• [DEINE AUFGABEN]
- a) Nenne alle Güterarten, deren Beförderung mit Lastkraftwagen über 7,5 t das Fahrverbot laut dem Ausgangstext zur Inntalautobahn betraf.
- b) Schreib den Ausgangstext zum Lkw-Fahrverbot auf der Inntalautobahn im Anschluss an seinen letzten Satz um einige Sätze weiter.

Das Fahrverbot für Lastkraftwagen, die bestimmte Güter befördern, auf der Inntalautobahn
in Tirol ist mit dem freien Warenverkehr nicht vereinbar
Die Ungeeignetheit der von der Kommission als weniger einschränkende Maßnahmen
angeführten wichtigsten Alternativmaßnahmen wurde nämlich nicht eindeutig nachgewiesen
Luxemburg (curia.europa.eu) - Die Autobahn A 12 im Inntal in Tirol (Österreich) ist einer der
wichtigsten Verbindungswege zwischen Süddeutschland und Norditalien. Nachdem Österreich festgestellt
hatte, dass der durch zwei europäischen Richtlinien1 festgelegte Jahresgrenzwert für Stickstoffdioxid
(NO2) auf dieser Autobahn überschritten worden war, ergriff es Maßnahmen, um die Schadstoffbelastung
auf das in diesen Richtlinien vorgeschriebene Niveau zu reduzieren. Zu diesem Zweck erließen die österreichischen
Behörden 2003 ein Fahrverbot für Lastkraftwagen über 7,5 t, die bestimmte Güter befördern
(Abfälle, Steine, Erden, Kraftfahrzeuge, Rundholz und Getreide), auf einem 46 km langen Abschnitt der Autobahn
A 12.
Auf eine Klage der Kommission entschied der Gerichtshof jedoch mit Urteil vom 15. November 20052, dass dieses
Verbot mit dem Grundsatz des freien Warenverkehrs unvereinbar war, da es zu dem verfolgten Zweck, dem Schutz der
Luftqualität, nicht in einem angemessenen Verhältnis stand.
Auf dieses Urteil hin brachten die österreichischen Behörden schrittweise neue Maßnahmen auf
den Weg, um die Einhaltung des durch die Richtlinien festgelegten Grenzwerts für Stickstoffdioxid sicherzustellen.

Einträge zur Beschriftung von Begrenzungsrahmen
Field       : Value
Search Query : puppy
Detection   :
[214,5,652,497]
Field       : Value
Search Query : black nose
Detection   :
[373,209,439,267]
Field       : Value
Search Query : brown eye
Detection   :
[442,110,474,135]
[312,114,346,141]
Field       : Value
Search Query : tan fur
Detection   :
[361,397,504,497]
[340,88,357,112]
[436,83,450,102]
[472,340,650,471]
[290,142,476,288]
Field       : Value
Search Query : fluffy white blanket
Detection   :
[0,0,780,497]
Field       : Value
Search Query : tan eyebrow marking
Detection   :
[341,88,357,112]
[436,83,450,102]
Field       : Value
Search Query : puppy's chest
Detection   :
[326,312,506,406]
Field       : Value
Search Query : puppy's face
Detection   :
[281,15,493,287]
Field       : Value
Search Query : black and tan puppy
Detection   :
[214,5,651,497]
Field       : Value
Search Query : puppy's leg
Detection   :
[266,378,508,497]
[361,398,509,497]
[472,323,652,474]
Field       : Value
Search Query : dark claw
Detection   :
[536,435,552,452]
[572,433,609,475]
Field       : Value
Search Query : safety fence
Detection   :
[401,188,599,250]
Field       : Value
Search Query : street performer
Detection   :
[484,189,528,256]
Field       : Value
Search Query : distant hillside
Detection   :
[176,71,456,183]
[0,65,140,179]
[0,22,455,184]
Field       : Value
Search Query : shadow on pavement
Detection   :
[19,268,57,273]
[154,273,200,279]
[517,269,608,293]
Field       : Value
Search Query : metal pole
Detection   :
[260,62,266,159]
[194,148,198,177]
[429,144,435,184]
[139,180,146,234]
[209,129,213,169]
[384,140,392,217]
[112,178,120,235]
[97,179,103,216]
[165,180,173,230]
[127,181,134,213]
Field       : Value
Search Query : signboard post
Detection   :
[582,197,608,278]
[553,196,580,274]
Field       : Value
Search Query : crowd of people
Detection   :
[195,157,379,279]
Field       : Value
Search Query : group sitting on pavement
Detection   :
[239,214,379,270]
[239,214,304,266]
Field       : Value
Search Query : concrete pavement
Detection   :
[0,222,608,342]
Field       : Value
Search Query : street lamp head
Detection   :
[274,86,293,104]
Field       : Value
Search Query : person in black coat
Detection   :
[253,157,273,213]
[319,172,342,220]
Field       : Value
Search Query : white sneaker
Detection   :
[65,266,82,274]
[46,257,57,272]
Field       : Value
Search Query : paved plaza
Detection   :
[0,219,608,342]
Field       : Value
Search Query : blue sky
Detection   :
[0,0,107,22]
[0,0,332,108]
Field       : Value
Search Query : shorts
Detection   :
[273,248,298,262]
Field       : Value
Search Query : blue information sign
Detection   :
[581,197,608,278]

• [ANTWORTEN DER REIHE NACH]
- a) Abfälle, Steine, Erden, Kraftfahrzeuge, Rundholz und Getreide

- b)
Diese Maßnahmen umfassten u. a. eine Geschwindigkeitsbegrenzung auf 100 km/h auf einem Teilstück der
A 12, die später durch eine variable Geschwindigkeitsbegrenzung ersetzt wurde, und ein Fahrverbot für
Lastkraftwagen bestimmter Euro-Klassen3.
Da sich die Luftqualität auf der Autobahn A 12 nicht verbesserte, erließen die österreichischen
Behörden ein Fahrverbot für Lastkraftwagen über 7,5 t, die bestimmte Waren befördern, diesmal
auf einem 84 km langen Abschnitt der Autobahn. Ihrer Auffassung nach sollte nämlich der Transport dieser Waren
– die nahezu identisch mit denjenigen sind, die unter das 2003 eingeführte Verbot fielen – im österreichischen
Hoheitsgebiet über alternative und umweltfreundlichere Verkehrsträger wie die Schiene durchgeführt
werden.
Die Kommission war jedoch der Ansicht, dass dieses neue sektorale Fahrverbot auf der Autobahn A 12 ebenfalls
eine ungerechtfertigte Beeinträchtigung des Grundsatzes des freien Warenverkehrs darstelle. Daher hat sie
sich mit dem Antrag an den Gerichtshof gewandt, diese behauptete Vertragsverletzung festzustellen.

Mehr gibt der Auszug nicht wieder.